▶ [Problem to solve] Tell how many lines of the data include the word "then". Nothing but the number belongs in the answer.

▶ [Data provided]

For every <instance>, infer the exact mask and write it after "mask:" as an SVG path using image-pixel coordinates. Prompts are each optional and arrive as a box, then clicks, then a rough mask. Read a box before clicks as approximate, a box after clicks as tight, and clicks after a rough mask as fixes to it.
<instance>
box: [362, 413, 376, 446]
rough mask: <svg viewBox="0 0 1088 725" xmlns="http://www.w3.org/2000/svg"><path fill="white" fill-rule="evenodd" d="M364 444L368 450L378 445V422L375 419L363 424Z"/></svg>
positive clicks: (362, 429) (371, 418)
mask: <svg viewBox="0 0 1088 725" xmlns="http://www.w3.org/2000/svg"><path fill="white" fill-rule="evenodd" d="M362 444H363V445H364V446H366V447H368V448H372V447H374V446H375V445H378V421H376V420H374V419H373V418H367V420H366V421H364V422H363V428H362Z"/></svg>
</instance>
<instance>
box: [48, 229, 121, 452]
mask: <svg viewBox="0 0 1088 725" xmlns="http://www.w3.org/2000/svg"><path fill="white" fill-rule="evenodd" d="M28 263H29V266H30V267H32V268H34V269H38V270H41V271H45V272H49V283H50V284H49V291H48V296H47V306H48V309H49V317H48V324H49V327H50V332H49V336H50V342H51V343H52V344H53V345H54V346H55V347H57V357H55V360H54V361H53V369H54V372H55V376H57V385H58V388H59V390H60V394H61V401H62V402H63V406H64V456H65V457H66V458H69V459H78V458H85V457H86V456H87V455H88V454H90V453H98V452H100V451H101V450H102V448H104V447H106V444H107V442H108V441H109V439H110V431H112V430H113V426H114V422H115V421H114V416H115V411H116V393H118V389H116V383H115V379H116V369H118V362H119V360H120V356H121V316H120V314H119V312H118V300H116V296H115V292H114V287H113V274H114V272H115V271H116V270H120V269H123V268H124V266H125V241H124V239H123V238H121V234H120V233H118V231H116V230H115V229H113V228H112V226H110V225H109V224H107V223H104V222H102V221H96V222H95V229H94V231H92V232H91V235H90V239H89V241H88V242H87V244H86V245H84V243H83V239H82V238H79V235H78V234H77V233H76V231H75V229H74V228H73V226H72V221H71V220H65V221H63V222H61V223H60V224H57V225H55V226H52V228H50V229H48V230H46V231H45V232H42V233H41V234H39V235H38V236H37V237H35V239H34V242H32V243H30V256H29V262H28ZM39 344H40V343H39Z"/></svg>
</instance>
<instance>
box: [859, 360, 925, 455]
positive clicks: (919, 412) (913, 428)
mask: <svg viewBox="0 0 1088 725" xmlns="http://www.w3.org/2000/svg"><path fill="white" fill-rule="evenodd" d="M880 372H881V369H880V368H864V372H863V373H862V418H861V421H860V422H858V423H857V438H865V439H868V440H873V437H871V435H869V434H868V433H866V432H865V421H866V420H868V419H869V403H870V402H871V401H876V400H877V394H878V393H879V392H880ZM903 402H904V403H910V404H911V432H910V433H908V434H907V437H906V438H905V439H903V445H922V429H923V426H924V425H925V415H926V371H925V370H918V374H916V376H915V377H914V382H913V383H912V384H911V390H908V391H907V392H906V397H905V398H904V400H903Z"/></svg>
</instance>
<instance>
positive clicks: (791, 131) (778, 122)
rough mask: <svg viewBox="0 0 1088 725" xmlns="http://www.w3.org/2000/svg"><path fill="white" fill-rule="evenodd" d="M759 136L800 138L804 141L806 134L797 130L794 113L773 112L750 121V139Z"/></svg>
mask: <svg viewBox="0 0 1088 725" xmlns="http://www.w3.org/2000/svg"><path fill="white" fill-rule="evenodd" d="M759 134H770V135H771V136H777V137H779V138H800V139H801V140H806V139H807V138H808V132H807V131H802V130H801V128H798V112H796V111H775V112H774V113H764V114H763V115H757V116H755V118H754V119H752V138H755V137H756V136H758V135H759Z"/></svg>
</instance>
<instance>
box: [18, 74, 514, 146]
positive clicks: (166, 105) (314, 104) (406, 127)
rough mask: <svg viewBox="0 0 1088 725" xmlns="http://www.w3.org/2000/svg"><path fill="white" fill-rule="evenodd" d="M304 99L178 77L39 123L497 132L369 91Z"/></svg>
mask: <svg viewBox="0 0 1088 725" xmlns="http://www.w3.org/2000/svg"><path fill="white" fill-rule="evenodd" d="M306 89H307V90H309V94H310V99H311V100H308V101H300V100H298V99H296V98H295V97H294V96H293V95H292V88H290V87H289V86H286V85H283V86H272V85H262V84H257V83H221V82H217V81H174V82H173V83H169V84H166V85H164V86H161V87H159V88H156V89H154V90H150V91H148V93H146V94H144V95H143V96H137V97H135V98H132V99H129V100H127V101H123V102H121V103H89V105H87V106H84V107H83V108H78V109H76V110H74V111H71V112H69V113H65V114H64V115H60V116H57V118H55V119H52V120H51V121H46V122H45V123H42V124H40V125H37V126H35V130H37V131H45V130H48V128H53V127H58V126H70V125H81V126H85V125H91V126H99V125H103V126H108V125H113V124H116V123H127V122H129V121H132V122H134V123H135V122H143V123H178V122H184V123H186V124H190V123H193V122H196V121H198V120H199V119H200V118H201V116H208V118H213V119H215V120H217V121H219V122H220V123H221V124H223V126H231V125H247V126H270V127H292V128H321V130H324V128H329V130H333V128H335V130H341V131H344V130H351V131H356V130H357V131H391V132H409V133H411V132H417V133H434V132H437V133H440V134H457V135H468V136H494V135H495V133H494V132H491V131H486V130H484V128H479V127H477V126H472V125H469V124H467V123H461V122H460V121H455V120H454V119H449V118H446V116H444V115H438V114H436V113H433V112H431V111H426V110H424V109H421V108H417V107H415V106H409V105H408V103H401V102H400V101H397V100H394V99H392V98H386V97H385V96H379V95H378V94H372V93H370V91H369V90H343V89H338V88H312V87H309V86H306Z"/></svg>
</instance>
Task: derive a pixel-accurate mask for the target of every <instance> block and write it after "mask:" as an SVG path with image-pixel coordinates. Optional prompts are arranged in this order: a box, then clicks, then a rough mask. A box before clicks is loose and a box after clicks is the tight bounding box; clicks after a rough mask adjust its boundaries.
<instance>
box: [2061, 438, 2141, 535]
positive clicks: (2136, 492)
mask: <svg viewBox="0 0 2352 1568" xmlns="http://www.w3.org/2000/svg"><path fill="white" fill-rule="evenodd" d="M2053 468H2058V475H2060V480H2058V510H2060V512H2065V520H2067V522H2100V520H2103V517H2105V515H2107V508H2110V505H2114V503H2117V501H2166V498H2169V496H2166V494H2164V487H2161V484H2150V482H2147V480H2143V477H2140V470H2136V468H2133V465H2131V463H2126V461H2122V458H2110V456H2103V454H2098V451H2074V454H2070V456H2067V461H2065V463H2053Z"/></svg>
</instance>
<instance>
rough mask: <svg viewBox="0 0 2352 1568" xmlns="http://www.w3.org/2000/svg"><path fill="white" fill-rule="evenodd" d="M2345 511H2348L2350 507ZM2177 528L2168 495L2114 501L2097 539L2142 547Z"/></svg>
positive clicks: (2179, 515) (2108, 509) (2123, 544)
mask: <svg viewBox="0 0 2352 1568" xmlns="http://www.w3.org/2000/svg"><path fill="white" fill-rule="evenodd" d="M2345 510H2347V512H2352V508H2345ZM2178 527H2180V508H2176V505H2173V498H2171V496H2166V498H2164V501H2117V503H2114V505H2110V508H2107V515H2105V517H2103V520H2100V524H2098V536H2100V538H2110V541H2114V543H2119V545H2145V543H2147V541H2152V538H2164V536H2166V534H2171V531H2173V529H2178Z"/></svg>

▶ [Answer area] 2